Recorded data
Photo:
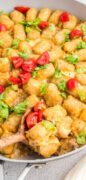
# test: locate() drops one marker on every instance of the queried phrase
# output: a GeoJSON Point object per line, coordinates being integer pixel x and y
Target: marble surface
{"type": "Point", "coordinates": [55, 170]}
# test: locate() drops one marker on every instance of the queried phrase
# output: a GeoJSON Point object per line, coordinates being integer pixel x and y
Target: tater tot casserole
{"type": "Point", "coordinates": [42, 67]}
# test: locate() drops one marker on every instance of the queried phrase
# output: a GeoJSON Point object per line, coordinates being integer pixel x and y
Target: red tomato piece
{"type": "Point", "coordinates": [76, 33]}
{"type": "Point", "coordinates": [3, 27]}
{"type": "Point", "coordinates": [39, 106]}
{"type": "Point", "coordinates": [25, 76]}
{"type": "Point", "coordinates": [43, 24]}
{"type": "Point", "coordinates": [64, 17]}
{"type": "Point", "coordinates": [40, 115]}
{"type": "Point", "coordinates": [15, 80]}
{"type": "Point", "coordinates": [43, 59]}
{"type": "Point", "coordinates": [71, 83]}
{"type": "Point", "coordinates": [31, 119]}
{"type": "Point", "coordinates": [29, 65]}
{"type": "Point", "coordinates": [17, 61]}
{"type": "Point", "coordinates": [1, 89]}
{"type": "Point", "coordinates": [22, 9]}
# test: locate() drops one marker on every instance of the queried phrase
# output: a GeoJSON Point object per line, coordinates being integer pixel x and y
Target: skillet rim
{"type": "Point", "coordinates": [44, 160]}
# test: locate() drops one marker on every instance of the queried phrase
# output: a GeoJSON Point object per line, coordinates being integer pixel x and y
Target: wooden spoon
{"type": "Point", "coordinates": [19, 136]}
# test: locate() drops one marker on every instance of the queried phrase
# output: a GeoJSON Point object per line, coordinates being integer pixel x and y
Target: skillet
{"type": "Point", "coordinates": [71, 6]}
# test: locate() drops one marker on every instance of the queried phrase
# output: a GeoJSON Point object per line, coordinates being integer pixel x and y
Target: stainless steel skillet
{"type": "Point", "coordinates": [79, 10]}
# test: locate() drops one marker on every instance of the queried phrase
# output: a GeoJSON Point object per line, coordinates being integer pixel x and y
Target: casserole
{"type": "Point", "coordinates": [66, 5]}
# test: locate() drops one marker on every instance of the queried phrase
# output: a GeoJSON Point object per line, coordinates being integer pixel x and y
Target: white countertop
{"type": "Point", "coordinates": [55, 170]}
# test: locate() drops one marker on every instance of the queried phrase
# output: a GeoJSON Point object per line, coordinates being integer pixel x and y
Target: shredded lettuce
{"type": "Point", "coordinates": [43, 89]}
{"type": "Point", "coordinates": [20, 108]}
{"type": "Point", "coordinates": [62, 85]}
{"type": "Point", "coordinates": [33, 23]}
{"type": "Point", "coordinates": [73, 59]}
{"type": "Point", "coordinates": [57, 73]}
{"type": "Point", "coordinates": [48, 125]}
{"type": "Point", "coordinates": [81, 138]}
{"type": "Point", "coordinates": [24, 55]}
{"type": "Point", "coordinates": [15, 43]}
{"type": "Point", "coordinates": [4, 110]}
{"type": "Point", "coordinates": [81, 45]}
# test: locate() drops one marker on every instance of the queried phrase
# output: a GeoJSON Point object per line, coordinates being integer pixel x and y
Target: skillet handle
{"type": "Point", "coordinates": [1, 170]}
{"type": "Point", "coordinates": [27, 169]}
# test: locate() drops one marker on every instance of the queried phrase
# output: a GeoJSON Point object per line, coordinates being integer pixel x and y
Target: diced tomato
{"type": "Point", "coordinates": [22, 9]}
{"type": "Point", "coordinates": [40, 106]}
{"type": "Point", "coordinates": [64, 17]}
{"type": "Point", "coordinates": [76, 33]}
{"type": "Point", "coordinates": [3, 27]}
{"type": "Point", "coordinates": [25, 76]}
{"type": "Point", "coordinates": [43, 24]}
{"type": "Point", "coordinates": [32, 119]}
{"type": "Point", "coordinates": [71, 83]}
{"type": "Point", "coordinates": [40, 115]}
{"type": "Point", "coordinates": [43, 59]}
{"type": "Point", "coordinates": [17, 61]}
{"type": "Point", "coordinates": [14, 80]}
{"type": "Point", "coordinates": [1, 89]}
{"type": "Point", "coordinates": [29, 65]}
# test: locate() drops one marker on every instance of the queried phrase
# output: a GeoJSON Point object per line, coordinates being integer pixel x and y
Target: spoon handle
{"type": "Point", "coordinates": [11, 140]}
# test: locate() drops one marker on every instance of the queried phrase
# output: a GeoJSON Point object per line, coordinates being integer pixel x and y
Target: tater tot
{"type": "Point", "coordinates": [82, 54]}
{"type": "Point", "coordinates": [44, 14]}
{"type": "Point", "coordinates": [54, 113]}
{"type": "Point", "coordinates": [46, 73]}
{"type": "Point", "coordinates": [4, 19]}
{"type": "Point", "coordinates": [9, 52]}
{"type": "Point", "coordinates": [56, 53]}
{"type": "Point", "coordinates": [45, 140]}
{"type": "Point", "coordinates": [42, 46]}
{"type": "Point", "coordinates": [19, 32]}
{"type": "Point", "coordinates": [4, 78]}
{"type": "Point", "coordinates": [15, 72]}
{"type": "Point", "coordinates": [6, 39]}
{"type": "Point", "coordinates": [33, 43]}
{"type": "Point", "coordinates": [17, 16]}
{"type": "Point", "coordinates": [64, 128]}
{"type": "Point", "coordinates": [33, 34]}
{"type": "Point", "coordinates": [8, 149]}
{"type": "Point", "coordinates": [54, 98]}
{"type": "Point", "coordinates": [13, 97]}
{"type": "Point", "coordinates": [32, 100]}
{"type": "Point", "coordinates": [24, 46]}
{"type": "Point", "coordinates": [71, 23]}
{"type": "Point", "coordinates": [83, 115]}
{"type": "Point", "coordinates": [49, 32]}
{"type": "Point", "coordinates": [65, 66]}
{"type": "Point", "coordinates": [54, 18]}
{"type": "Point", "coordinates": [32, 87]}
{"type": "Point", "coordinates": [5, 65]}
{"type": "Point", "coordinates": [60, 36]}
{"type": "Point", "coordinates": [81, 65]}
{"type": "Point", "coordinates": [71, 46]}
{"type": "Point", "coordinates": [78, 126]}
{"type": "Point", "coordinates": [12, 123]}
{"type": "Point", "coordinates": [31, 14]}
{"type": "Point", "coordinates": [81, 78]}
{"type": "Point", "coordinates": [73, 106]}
---
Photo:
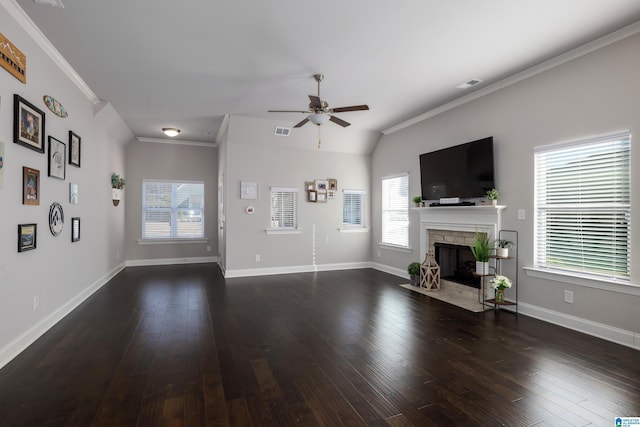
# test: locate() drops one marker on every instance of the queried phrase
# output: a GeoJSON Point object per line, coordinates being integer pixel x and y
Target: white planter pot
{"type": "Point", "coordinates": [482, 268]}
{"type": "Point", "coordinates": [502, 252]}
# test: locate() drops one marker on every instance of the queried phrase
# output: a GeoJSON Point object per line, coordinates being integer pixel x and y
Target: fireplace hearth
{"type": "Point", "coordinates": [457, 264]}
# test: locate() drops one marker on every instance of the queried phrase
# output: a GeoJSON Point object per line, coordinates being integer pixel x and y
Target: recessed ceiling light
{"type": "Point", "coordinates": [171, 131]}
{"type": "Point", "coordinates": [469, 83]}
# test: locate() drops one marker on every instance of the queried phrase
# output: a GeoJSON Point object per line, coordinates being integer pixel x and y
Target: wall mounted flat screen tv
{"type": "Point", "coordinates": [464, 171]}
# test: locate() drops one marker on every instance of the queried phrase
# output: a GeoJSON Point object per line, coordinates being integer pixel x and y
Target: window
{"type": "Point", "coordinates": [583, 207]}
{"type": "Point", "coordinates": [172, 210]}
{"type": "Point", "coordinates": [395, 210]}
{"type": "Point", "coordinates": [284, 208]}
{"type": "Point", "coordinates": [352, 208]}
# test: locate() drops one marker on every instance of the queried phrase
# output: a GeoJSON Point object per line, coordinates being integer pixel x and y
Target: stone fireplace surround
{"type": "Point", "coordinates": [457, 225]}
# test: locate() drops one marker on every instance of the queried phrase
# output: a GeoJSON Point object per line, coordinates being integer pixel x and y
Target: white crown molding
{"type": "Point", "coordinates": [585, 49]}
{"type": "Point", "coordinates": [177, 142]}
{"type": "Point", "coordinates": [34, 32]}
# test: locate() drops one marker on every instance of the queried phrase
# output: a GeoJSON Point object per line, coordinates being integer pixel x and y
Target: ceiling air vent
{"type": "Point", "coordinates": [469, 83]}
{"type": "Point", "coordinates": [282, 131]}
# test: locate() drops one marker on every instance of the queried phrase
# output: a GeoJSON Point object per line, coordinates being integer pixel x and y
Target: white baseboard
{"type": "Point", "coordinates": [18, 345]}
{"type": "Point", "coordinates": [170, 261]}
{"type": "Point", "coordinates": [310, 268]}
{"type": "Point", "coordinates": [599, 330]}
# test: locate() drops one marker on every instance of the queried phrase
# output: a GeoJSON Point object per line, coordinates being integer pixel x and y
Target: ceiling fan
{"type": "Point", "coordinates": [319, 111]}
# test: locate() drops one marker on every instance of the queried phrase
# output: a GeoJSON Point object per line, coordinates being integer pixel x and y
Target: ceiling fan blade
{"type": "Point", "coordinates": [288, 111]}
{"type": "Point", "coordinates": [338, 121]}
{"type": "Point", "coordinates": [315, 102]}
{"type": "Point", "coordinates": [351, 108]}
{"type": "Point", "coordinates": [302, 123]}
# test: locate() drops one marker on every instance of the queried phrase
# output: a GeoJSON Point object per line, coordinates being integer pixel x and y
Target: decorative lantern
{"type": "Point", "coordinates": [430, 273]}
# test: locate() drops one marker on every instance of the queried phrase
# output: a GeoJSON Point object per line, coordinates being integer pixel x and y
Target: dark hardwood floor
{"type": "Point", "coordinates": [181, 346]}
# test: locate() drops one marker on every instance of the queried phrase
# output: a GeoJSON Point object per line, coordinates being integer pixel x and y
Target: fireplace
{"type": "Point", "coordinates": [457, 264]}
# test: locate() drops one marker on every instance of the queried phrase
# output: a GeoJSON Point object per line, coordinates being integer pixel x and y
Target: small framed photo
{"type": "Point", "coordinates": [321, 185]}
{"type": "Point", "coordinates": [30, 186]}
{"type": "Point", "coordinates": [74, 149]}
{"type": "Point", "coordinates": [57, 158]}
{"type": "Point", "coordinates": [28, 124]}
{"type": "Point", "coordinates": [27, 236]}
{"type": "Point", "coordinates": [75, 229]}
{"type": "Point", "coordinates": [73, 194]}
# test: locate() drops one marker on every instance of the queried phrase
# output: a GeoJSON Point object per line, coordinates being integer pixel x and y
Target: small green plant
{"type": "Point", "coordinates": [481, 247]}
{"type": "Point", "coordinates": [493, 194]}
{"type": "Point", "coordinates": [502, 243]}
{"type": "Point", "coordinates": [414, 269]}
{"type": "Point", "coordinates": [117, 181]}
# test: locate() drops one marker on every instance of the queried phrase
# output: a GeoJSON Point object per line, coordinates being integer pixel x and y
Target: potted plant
--
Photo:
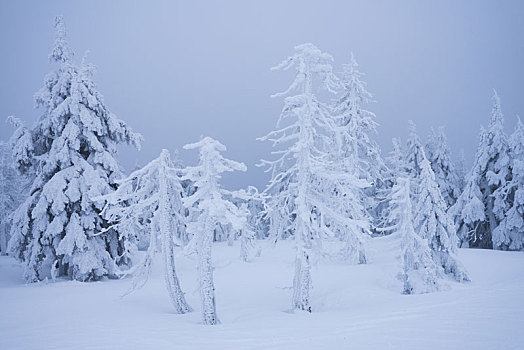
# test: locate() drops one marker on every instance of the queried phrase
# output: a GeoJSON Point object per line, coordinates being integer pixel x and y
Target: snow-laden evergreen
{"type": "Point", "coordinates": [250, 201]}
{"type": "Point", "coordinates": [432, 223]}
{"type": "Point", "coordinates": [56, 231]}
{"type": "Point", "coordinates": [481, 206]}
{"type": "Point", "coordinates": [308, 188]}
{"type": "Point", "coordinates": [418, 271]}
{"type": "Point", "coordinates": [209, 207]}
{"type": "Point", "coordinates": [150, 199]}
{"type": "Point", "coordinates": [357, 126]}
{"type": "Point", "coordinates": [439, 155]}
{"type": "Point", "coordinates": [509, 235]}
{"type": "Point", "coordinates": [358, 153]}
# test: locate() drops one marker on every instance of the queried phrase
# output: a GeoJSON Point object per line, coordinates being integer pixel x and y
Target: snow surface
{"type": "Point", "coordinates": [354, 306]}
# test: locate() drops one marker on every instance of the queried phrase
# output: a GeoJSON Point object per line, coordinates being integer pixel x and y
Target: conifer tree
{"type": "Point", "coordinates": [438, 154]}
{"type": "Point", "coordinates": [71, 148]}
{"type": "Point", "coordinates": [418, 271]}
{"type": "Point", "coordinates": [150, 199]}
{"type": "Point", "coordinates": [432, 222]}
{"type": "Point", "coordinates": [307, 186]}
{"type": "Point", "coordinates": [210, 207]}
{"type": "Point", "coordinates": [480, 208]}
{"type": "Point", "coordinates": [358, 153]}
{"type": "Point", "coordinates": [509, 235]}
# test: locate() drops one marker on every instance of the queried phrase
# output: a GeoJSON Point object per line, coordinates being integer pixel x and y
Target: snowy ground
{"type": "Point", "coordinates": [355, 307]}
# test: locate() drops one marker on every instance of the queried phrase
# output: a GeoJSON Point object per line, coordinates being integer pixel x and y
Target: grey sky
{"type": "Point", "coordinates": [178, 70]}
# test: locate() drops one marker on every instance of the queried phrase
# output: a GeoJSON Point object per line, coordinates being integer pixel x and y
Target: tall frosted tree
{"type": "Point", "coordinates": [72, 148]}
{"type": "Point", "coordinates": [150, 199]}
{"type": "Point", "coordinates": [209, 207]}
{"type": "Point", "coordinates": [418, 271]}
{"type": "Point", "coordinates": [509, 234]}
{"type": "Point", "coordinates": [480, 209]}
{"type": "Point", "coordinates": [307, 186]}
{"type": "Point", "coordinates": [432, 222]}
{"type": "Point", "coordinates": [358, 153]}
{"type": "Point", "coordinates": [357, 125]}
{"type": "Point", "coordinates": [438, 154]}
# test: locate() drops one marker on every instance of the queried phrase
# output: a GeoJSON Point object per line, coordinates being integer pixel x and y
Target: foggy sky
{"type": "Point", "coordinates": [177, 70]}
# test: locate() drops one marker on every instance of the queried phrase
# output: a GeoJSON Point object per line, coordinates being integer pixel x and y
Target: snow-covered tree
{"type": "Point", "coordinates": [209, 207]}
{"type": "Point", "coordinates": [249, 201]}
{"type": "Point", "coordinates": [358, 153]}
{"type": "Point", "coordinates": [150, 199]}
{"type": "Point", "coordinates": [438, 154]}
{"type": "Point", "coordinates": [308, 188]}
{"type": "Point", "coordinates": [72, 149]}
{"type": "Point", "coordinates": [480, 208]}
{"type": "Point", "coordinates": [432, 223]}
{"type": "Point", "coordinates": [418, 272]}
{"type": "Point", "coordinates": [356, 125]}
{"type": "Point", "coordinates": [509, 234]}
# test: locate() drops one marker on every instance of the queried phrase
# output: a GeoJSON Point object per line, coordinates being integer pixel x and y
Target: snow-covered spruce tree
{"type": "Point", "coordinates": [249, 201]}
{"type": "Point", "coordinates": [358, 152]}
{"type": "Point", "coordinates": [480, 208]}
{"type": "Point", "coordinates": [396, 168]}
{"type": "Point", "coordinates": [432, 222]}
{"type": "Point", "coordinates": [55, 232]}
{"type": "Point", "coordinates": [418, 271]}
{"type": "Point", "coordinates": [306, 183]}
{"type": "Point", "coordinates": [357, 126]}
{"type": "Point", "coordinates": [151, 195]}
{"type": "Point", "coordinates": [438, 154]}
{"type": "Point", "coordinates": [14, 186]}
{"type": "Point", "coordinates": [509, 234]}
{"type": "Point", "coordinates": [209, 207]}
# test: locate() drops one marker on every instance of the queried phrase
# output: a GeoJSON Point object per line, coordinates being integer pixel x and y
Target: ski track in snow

(Stated exercise): Count the lines of the listing above that contain the string "fireplace" and reply with that number alone.

(Finished exercise): 3